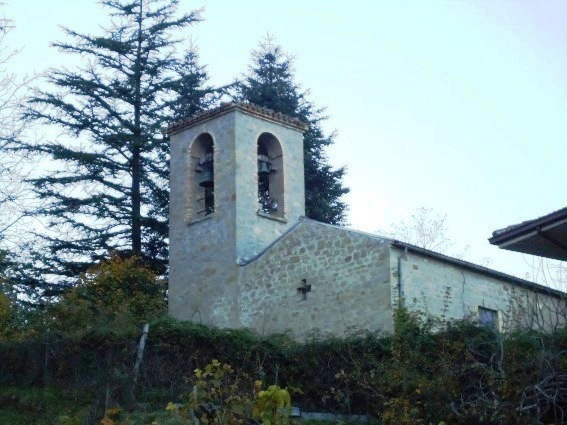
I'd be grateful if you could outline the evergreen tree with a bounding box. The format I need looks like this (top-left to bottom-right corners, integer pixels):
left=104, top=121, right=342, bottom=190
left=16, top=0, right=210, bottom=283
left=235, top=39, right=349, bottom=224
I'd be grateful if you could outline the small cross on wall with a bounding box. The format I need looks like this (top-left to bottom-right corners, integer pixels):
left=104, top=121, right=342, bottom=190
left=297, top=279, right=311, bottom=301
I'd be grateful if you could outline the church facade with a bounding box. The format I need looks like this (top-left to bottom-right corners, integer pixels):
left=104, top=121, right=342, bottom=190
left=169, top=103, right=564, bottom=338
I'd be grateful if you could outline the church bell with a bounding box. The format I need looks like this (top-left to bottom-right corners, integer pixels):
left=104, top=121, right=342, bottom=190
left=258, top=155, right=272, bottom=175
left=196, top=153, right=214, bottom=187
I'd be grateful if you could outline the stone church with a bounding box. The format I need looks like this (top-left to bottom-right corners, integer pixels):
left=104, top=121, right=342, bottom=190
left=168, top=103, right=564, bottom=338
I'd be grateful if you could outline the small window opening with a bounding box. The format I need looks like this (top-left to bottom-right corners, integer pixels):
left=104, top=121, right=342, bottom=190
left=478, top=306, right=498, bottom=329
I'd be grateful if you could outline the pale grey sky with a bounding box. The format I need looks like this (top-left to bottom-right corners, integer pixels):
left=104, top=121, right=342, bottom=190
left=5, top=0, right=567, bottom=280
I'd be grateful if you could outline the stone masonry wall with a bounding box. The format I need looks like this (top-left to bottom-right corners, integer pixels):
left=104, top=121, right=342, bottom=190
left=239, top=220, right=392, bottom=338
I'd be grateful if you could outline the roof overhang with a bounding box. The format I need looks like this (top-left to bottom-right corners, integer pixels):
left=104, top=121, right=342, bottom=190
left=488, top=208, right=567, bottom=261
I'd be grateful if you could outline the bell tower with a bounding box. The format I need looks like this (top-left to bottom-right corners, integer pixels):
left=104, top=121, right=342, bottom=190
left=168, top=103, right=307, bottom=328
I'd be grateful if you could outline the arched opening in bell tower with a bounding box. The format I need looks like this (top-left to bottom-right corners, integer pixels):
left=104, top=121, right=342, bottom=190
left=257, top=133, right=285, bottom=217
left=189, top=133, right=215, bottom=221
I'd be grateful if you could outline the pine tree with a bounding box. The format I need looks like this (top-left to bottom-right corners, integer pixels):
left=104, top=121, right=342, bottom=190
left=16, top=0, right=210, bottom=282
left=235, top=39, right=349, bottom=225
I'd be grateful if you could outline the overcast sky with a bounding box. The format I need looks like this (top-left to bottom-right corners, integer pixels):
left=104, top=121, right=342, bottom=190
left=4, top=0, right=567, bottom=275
++++
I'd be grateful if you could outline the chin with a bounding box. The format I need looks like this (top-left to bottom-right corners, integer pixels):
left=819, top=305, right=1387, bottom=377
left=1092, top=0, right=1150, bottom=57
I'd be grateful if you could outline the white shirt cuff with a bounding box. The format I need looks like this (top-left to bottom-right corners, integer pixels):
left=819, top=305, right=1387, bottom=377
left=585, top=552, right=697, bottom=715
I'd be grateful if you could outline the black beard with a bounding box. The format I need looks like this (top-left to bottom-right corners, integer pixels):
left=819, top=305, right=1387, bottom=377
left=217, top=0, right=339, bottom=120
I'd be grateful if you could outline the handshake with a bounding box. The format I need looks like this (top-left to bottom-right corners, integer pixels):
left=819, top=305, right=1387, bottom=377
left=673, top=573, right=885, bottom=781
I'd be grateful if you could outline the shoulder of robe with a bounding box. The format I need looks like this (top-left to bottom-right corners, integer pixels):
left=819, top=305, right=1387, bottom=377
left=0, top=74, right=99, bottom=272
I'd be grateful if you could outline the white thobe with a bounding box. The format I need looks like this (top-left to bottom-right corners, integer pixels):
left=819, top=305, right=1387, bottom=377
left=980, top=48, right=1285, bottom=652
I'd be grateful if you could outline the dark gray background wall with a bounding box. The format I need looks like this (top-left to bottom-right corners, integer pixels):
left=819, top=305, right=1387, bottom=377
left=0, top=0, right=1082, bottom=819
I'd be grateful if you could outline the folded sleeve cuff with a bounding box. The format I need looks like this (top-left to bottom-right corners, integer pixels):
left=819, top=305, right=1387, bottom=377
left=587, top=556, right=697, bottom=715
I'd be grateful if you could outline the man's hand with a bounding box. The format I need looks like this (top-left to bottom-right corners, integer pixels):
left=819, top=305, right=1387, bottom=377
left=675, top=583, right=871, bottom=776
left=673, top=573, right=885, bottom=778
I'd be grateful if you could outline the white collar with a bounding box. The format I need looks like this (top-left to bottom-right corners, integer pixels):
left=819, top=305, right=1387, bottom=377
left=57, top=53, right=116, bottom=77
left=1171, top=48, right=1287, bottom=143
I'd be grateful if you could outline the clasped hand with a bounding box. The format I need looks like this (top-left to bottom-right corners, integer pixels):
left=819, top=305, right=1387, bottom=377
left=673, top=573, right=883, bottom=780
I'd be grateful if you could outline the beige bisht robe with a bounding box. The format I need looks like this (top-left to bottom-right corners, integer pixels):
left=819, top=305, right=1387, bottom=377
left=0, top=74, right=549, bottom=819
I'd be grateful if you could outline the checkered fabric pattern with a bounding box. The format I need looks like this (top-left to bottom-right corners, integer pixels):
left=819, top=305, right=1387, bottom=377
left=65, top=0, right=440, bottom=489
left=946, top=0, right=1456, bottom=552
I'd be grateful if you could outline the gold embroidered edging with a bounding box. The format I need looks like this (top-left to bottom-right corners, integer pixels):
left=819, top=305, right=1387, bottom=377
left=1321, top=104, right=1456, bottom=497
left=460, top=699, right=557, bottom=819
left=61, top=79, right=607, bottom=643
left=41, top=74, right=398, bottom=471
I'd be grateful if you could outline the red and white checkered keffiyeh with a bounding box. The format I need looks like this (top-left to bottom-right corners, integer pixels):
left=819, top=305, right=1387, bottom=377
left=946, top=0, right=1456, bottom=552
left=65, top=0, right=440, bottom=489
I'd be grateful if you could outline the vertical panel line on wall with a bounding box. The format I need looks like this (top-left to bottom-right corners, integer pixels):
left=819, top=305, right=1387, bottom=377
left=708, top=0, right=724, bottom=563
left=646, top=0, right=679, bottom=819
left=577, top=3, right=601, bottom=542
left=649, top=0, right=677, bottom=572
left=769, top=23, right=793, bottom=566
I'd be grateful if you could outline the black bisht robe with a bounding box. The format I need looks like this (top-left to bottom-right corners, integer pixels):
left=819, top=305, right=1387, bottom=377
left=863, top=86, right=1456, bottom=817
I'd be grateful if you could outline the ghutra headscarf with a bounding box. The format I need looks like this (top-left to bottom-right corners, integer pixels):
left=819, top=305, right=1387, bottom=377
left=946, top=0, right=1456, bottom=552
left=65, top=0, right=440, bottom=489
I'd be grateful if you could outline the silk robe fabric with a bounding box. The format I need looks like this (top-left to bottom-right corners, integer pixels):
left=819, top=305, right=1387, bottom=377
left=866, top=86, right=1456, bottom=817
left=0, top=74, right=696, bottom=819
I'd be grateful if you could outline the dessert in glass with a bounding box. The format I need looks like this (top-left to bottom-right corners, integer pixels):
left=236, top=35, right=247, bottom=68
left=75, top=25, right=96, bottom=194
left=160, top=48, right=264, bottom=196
++++
- [What the exercise asks]:
Pick out every line in the rows above that contains the word "black" and copy each of those lines.

- [Solution to the problem]:
I'd be grateful if you could outline the black beard with a bounding box. The format I need looks like this (top-left to bottom-right corners, integer pixels):
I'd be grateful if you could outline the black bisht robe with a bounding box. The format I need looks like this (top-left to bottom-right corners, integer pixels):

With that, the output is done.